§ Goal of the exercise
Return each line of the material below that contains the word "building", counting only matches with the same capitalization.
---*---
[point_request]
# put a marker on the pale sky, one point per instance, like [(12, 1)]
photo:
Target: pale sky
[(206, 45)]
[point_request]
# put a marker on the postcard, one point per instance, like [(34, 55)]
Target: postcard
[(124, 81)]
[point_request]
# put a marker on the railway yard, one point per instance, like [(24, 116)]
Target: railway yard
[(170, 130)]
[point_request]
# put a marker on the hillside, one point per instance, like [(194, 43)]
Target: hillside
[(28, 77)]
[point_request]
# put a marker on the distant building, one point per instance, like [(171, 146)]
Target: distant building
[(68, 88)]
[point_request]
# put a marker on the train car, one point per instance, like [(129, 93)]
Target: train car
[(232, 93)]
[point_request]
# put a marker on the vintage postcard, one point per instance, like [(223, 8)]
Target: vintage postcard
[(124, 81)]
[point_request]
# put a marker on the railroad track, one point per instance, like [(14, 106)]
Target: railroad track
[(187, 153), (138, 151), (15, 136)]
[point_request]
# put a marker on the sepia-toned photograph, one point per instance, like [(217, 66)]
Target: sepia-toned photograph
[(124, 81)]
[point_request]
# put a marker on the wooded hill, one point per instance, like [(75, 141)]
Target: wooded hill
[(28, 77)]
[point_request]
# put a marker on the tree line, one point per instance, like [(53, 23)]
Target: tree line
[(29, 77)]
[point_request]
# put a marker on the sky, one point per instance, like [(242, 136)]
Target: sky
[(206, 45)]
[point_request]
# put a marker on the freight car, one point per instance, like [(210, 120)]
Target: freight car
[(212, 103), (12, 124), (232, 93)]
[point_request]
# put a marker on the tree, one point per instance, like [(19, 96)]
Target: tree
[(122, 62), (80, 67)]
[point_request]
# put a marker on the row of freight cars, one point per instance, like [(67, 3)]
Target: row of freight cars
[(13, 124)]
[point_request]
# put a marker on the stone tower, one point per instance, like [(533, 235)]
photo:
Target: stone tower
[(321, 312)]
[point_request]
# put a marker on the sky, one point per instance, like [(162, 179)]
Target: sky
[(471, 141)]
---*---
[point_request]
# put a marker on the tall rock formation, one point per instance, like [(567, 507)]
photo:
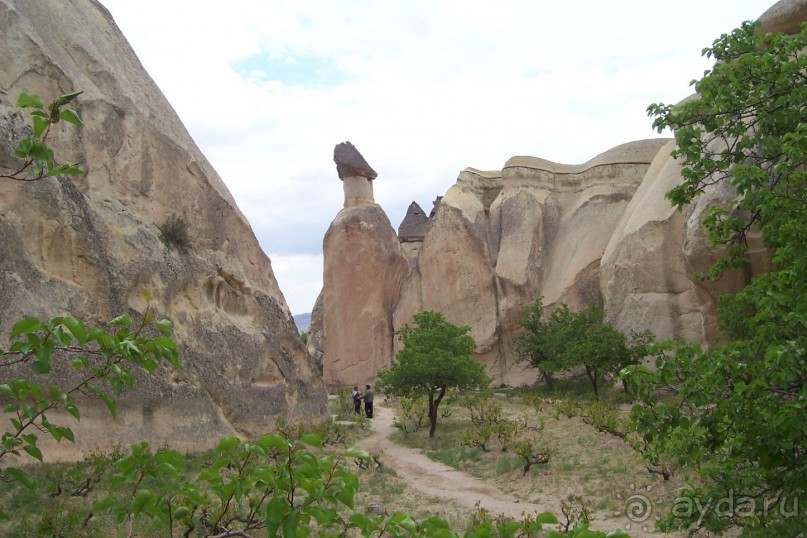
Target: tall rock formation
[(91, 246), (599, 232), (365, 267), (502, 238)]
---*---
§ Solution to this task
# put a marker on the distant building, one point per instance, like [(171, 146)]
Target: distant building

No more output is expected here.